Directions: Restate the entries below word for word, omitting nothing.
━━━━━ Extracted entries
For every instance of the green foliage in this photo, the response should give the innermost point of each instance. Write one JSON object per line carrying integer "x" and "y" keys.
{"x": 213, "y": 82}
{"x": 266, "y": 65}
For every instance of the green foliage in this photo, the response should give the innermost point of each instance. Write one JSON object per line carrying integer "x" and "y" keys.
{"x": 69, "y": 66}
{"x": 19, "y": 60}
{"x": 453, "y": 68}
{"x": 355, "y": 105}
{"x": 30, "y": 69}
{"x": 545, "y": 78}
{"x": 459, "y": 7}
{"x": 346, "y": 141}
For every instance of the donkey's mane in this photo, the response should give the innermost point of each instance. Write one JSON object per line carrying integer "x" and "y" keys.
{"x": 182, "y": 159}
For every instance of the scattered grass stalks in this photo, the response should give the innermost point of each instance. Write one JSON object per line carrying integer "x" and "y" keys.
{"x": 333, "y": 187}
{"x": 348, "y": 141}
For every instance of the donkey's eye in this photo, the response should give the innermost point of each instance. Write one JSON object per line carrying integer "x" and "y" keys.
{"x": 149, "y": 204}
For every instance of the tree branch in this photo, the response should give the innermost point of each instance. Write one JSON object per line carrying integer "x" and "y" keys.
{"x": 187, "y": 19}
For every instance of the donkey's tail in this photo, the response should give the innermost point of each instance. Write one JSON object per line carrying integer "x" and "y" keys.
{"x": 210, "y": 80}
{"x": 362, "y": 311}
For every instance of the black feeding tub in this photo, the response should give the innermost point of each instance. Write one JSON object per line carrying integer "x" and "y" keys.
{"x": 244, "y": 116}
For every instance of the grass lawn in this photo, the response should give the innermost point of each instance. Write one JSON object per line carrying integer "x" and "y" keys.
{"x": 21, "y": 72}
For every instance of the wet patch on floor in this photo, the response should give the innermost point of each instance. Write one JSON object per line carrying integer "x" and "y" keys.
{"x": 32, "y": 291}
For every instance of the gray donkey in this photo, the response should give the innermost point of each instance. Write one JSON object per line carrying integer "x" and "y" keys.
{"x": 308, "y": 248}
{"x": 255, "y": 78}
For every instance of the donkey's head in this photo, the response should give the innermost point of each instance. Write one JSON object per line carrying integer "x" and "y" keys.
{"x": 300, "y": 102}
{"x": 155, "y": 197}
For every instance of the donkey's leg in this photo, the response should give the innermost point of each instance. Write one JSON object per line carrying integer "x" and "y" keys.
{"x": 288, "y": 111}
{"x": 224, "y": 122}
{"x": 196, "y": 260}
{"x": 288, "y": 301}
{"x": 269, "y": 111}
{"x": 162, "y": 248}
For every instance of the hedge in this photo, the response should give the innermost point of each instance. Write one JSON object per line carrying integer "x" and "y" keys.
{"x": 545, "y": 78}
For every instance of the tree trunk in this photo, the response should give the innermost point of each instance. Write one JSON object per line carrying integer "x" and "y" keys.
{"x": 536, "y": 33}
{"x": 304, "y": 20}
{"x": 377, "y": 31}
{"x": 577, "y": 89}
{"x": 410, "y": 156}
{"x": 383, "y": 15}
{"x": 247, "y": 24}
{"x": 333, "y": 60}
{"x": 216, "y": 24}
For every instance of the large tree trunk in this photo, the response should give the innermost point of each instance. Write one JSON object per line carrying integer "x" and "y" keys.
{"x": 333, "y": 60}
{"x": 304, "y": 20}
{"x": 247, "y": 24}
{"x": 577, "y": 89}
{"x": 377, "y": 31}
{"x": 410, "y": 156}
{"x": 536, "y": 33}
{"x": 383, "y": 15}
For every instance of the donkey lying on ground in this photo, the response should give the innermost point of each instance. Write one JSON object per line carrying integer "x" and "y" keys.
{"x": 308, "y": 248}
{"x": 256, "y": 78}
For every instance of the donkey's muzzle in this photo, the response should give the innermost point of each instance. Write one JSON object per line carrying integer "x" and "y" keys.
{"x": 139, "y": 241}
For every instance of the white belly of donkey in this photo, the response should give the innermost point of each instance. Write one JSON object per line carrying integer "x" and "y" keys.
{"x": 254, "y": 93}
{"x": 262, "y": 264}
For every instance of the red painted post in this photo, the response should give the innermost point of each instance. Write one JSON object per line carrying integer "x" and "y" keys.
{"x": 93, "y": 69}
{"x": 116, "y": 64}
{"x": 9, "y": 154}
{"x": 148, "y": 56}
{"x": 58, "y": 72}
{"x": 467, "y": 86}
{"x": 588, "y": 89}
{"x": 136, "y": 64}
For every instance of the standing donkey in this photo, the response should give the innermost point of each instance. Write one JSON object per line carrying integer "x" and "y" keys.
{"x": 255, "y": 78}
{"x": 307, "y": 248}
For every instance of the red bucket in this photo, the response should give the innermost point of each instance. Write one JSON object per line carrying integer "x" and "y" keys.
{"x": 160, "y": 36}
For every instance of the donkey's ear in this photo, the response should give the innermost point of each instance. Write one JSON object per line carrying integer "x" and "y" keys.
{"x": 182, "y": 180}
━━━━━━━━━━
Expected answer:
For every instance of the green foliage in this photo, the response should give the innermost point of each instance. Write one JSON object per line carrying integer "x" and "y" keys.
{"x": 213, "y": 82}
{"x": 266, "y": 65}
For every instance of the green foliage in this photo, the response should give the innermost point of each instance. Write one JSON object per line carrying integer "x" and "y" keys.
{"x": 69, "y": 66}
{"x": 19, "y": 60}
{"x": 453, "y": 68}
{"x": 355, "y": 105}
{"x": 30, "y": 69}
{"x": 545, "y": 78}
{"x": 459, "y": 7}
{"x": 346, "y": 141}
For every instance of the donkey's mane in this photo, the response should give the innermost point of each instance. Write one JSON object per line carrying integer "x" and "y" keys.
{"x": 182, "y": 159}
For every instance of the scattered grass stalks in this photo, the response should give the innermost point of each instance. Write one JSON object per line carrying integer "x" and "y" keys.
{"x": 333, "y": 187}
{"x": 348, "y": 141}
For every instance of the donkey's eye in this photo, the response should give the innermost point of each instance. Write one JSON object per line carrying integer "x" and "y" keys.
{"x": 149, "y": 204}
For every instance of the tree branch in this photo, the response should give the innermost point of each instance. Write one JSON object per line carrying integer "x" and "y" keys.
{"x": 187, "y": 19}
For every instance of the donkey's tail in this photo, the response should give the innermost point of each instance. Write one JSON object per line carrying integer "x" and "y" keys.
{"x": 210, "y": 80}
{"x": 362, "y": 311}
For every instance of the black feeding tub in this photo, the response should give the innermost point of each instance. Write one JSON object per line carrying integer "x" and "y" keys.
{"x": 244, "y": 116}
For every instance of the grass lawn in this photo, the response should give the innermost point of each instance. Write one JSON object per line carrying integer "x" and "y" keys.
{"x": 21, "y": 72}
For every instance of the wet patch on floor in this photo, the response should give the innermost point of each instance. Write one JSON object per line carrying integer "x" and "y" keys.
{"x": 32, "y": 291}
For every instance of the gray donkey in this photo, the response should give the innermost point of each instance. Write one JSON object per line carrying integer "x" and "y" keys.
{"x": 308, "y": 248}
{"x": 255, "y": 78}
For every instance of the donkey's head in this photo, the response should give the innermost point of each instance. Write one JSON object per line carrying integer "x" and "y" keys.
{"x": 300, "y": 102}
{"x": 155, "y": 197}
For every instance of the donkey's leg in this photo, the response should give the innermost point of each instance. Write one JSON object per line carrying integer "x" and "y" keys.
{"x": 288, "y": 111}
{"x": 224, "y": 122}
{"x": 196, "y": 260}
{"x": 288, "y": 301}
{"x": 269, "y": 111}
{"x": 162, "y": 248}
For every instance of the hedge in this photo, the response should give the innermost point of each instance. Write one JSON object per line carrying integer "x" and "y" keys.
{"x": 545, "y": 78}
For every instance of the tree trunk in this photo, the response should give the innermost point of each instance. Write one JSON object per line carrying integer "x" and "y" keys.
{"x": 536, "y": 33}
{"x": 304, "y": 20}
{"x": 377, "y": 31}
{"x": 577, "y": 89}
{"x": 410, "y": 156}
{"x": 383, "y": 15}
{"x": 247, "y": 24}
{"x": 333, "y": 60}
{"x": 216, "y": 24}
For every instance of the large tree trunk in this photo, the response should give the innermost point of each instance. Write one JSON object per line carrying integer "x" and "y" keys.
{"x": 333, "y": 60}
{"x": 304, "y": 20}
{"x": 247, "y": 24}
{"x": 577, "y": 89}
{"x": 377, "y": 31}
{"x": 410, "y": 156}
{"x": 536, "y": 33}
{"x": 383, "y": 15}
For every instance of the donkey lying on ground in this photo, the response should give the innermost point of each instance. Write one JSON object per line carrying integer "x" and "y" keys.
{"x": 308, "y": 248}
{"x": 256, "y": 78}
For every instance of the donkey's muzzle in this photo, the response should give the innermost point of each instance. Write one JSON object per line carrying integer "x" and "y" keys.
{"x": 139, "y": 241}
For every instance of the white belly of donkey in this photo, the response should give the innermost point of each instance. Write one JSON object per line carrying integer "x" and "y" keys.
{"x": 254, "y": 93}
{"x": 262, "y": 264}
For every instance of the red painted post in this photo, the response should give the innermost point of each instance. Write one JSON object per line carrying integer "x" and "y" keys.
{"x": 93, "y": 69}
{"x": 116, "y": 64}
{"x": 9, "y": 154}
{"x": 148, "y": 56}
{"x": 58, "y": 72}
{"x": 467, "y": 86}
{"x": 588, "y": 89}
{"x": 136, "y": 64}
For every instance of the standing donkey in this photo, the response should give the innermost point of each instance. Write one JSON object per line carrying integer "x" and "y" keys.
{"x": 255, "y": 78}
{"x": 307, "y": 248}
For every instance of the red bucket in this photo, the response should give the innermost point of each instance. Write one JSON object per line carrying integer "x" and "y" keys.
{"x": 160, "y": 36}
For every instance of the donkey's ear in this photo, the response should give the innermost point of each instance. Write one JSON object per line carrying integer "x" and "y" keys.
{"x": 182, "y": 180}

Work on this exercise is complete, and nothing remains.